[BEGIN EXTRACT]

Wednesday, January 11, 2012

In defence of the Toronto Public Libraries

Some of my favourite and earliest memories are of being a young kid and going to the library (such a nerd I know).  Most prominent in those memories are going the the TPL branch at Main and Gerrard, bounding my little kid feet up the stairs and plunking down in front of the shelf that had the garfield books and reading them then saving a couple to borrow and take home and read those.

I loved the library and especially that library to pieces. The trees that surrounded the the entrance and the red lines that outlined the doors and windows, the brick structure of the building, how it looked like a giant cottage house full of magic and once I feel in love with books and reading how it really was a giant cottage house of full of magic.

As I grew up there were other libraries that became important to me, the Dawes Road branch near my old apartment at Victoria Park in Crescent Town, it was the closest big library to us and much of my middle childhood borrowing was done there. The Walter Stewart branch near the East York Civic Centre which was near my middle school, Leaside Library near my high school and my girlfriend and Albert Campbell in Scarborough, the branch near the house my family and I lived in during my teens to mid twenties. All these branches were part of the same idea, the TPL system but all were distinct in themselves, in the items they carried, the patrons, staff and programs offered. I often felt (and still feel) the TPL system was a microcosm for Toronto itself; a dynamic co-dependent and accessible system that celebrated individual cultural differences as strengths of the overall mutual community we shared.

When the first of our 99 branches closed last year I was shocked and angry. I understand the desire in some parts for (what seems like) massive fiscal restraint but I just couldn't understand this. I still don't. Having 99 branches I though was a symbol of how progressive this city was. It was a sign of how important we as Torontonians both old and new valued literacy, the power of words, community spaces and meeting grounds, how we valued and defined our neighbourhoods.  Now as we approach a time where we as citizens are being forced to content with service cuts to our libraries I am just confused. Utterly confused. We somehow can find extra money for policing. We somehow can find extra money for wards with councillors willing to horse trade with the Mayor but somehow can't find a way to save and even expand our robust library system?

[END EXTRACT]
[BEGIN INFORMATION GIVEN]

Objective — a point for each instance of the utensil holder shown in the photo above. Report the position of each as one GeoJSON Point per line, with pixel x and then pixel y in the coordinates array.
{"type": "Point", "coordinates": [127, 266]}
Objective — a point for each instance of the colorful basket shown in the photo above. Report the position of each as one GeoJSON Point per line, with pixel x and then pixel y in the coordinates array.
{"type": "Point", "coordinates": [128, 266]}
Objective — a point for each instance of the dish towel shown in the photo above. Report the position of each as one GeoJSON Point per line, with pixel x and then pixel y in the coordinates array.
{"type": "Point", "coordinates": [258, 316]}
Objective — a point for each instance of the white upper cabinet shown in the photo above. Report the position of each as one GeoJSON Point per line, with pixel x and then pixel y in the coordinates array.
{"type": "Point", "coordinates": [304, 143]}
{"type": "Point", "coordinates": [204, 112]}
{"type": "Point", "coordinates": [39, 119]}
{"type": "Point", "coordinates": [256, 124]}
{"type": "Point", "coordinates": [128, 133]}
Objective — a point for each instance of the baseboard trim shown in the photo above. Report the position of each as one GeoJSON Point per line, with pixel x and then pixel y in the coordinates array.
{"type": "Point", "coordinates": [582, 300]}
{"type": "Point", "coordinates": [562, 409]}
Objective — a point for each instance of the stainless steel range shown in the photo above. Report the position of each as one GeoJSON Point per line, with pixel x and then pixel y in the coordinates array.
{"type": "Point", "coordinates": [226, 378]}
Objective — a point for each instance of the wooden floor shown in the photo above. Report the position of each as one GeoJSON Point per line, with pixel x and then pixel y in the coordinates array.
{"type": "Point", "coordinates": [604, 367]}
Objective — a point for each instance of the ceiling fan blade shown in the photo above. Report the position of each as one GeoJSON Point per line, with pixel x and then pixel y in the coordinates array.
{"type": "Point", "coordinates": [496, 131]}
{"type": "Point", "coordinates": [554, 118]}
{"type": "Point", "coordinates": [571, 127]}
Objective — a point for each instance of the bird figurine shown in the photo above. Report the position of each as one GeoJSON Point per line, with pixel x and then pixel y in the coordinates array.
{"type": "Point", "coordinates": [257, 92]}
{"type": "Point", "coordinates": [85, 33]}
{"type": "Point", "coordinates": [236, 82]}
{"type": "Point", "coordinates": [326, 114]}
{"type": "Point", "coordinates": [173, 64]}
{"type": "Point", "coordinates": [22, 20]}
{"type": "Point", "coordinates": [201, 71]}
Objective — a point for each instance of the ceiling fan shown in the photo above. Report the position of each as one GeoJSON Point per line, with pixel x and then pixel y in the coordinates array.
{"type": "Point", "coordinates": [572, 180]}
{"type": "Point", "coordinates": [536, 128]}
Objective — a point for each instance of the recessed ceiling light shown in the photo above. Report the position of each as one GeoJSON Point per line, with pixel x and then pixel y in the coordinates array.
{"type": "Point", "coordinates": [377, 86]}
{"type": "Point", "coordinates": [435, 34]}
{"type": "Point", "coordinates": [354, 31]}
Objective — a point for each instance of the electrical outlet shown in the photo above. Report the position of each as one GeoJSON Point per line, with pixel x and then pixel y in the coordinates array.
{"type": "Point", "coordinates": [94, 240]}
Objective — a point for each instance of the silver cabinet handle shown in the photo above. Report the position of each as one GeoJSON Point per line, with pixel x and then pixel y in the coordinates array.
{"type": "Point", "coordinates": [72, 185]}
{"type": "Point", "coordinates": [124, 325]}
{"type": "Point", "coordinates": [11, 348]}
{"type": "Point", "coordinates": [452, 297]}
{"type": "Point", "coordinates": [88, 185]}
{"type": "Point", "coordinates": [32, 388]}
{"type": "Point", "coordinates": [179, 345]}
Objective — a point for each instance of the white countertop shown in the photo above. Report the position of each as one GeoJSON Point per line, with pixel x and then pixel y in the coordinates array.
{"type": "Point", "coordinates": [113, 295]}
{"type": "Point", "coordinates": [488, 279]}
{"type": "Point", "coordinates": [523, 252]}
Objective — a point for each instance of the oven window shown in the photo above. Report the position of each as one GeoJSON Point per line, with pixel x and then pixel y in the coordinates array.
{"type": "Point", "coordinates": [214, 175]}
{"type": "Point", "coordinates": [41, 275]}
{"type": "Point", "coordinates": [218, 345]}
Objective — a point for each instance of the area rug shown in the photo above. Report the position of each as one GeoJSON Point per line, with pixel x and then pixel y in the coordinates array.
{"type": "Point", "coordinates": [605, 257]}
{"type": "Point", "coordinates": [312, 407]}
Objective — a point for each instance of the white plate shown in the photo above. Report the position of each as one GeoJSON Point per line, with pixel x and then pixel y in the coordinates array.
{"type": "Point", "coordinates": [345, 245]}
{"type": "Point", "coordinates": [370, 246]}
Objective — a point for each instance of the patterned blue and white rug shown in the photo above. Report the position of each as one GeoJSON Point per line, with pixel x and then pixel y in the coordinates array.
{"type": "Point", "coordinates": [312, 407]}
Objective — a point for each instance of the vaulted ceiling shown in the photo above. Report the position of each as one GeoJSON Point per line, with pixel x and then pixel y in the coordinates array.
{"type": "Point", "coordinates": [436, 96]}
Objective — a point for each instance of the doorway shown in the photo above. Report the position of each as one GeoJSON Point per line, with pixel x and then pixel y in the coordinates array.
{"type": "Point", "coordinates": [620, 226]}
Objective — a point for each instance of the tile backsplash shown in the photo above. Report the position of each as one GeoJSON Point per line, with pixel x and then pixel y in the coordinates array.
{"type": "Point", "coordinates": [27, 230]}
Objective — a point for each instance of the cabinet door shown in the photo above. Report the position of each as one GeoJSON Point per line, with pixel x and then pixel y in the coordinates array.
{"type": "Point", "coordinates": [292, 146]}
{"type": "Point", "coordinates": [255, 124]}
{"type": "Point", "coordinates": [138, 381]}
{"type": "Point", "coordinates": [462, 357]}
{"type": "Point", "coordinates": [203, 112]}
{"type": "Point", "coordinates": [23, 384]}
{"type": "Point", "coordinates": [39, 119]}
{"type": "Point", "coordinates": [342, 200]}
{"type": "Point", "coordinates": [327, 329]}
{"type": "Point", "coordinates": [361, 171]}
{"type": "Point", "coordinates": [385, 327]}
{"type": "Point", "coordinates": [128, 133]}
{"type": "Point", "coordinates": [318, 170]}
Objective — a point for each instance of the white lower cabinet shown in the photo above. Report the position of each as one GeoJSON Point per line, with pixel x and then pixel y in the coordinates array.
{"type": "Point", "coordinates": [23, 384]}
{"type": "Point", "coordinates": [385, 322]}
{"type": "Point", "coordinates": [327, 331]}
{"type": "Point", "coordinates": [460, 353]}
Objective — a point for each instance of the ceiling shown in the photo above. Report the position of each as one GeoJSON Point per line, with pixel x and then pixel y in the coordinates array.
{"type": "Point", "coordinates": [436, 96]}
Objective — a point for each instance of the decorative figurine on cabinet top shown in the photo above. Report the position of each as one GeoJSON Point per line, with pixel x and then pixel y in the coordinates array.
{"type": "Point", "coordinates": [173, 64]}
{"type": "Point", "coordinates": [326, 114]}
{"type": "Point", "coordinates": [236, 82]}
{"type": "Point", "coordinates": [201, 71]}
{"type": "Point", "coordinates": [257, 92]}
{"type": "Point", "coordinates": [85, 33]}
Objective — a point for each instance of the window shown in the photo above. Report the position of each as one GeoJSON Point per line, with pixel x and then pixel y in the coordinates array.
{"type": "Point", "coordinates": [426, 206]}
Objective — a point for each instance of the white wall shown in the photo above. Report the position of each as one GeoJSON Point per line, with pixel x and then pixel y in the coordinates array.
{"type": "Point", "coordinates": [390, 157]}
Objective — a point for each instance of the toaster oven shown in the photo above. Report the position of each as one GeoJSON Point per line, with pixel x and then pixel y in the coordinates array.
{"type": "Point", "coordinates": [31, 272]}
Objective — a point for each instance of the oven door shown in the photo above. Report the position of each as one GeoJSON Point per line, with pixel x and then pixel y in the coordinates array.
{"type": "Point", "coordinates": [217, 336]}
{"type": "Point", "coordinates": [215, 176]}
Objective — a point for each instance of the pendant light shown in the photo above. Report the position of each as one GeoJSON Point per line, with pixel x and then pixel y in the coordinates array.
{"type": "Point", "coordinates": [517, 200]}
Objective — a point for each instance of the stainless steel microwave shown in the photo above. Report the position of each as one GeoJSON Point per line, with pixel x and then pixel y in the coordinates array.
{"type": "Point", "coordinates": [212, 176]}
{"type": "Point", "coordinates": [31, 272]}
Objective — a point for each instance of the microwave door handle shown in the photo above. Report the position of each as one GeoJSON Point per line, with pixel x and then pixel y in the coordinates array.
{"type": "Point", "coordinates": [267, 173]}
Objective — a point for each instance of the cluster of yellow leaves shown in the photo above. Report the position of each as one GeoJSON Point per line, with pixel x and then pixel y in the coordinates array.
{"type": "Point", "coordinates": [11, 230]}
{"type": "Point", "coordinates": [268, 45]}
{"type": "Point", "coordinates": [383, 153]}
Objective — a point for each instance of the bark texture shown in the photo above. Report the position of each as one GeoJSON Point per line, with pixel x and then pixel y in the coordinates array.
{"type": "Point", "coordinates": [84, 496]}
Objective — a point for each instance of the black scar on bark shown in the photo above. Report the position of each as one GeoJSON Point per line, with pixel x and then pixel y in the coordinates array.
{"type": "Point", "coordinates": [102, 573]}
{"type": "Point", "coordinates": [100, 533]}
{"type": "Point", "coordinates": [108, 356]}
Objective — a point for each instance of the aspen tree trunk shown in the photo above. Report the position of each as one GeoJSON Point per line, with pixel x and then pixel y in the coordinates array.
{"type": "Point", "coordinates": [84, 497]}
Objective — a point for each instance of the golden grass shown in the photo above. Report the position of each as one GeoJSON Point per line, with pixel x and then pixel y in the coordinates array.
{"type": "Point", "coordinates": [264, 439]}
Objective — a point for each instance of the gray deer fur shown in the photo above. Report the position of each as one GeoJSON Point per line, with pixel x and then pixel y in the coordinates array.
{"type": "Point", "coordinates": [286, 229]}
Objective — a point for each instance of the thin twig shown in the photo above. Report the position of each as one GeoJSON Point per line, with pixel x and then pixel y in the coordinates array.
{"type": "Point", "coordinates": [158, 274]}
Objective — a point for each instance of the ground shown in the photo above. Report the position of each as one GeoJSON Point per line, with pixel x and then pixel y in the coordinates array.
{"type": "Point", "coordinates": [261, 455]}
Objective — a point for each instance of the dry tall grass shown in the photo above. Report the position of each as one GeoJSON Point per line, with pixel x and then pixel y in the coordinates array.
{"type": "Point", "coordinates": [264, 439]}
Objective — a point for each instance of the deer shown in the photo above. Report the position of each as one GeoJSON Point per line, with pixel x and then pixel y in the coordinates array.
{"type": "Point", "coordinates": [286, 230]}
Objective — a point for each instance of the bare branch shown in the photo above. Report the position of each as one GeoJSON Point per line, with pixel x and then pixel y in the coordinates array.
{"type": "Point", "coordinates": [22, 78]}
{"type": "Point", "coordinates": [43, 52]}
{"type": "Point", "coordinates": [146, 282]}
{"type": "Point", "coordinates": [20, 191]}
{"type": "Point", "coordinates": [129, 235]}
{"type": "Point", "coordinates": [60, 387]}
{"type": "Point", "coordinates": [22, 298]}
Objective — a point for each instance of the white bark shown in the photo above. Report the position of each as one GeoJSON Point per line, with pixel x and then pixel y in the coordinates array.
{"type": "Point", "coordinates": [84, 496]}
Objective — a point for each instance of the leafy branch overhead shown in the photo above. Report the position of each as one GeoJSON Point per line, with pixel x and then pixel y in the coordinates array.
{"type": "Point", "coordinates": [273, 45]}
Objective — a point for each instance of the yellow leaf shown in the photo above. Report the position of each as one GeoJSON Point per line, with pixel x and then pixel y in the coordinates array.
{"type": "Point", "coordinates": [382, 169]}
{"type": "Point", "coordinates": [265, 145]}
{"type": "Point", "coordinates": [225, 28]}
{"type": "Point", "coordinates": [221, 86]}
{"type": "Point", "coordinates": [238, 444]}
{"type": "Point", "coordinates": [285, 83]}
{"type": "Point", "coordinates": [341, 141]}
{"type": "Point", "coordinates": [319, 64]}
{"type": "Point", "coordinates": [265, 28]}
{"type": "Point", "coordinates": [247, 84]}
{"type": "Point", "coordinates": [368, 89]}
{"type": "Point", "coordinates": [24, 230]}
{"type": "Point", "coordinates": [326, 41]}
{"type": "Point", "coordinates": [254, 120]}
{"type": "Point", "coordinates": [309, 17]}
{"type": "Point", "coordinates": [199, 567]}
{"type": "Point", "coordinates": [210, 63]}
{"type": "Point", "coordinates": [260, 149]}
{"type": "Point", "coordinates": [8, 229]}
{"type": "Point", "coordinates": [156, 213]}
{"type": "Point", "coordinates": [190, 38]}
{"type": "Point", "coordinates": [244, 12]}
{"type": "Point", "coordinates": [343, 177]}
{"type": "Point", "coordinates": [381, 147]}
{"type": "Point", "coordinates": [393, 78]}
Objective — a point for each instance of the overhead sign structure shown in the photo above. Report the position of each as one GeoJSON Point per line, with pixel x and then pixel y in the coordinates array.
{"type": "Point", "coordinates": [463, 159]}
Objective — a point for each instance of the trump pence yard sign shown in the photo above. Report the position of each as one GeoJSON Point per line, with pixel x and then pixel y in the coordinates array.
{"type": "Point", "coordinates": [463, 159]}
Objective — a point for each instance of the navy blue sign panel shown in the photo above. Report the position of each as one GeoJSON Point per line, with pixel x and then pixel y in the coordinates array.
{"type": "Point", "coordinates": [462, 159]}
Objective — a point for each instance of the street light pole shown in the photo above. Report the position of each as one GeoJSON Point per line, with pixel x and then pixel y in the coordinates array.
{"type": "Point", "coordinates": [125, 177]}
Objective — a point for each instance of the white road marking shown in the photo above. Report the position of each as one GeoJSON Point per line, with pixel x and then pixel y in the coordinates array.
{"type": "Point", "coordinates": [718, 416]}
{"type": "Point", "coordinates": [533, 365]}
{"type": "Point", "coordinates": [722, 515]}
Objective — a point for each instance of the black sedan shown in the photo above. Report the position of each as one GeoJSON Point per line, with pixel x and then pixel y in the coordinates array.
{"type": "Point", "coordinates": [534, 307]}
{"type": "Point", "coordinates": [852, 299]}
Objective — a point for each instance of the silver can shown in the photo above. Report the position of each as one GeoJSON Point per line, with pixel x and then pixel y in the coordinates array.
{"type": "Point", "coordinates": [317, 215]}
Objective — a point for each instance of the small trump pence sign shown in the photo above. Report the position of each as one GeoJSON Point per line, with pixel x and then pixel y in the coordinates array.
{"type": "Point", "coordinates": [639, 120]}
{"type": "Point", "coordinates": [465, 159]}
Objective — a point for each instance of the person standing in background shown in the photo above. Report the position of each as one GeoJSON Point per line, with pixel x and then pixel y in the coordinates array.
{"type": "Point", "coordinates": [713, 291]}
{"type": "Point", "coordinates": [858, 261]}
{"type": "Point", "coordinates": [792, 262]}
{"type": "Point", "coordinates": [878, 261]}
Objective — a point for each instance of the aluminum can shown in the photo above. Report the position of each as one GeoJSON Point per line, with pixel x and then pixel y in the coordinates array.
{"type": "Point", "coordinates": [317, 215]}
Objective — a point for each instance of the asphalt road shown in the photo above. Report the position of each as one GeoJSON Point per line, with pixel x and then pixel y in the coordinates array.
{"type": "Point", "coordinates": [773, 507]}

[END INFORMATION GIVEN]

→ TASK INSTRUCTIONS:
a. Copy the part of the library post starting with "Some of my favourite" and going on through "full of magic.".
b. Count the lines of the rows that contain the string "blue", matching case exactly, and reply with only the number.
These rows bear no relation to the library post.

→ RESULTS FOR EACH TASK:
a.
Some of my favourite and earliest memories are of being a young kid and going to the library (such a nerd I know).  Most prominent in those memories are going the the TPL branch at Main and Gerrard, bounding my little kid feet up the stairs and plunking down in front of the shelf that had the garfield books and reading them then saving a couple to borrow and take home and read those.

I loved the library and especially that library to pieces. The trees that surrounded the the entrance and the red lines that outlined the doors and windows, the brick structure of the building, how it looked like a giant cottage house full of magic and once I feel in love with books and reading how it really was a giant cottage house of full of magic.

b. 2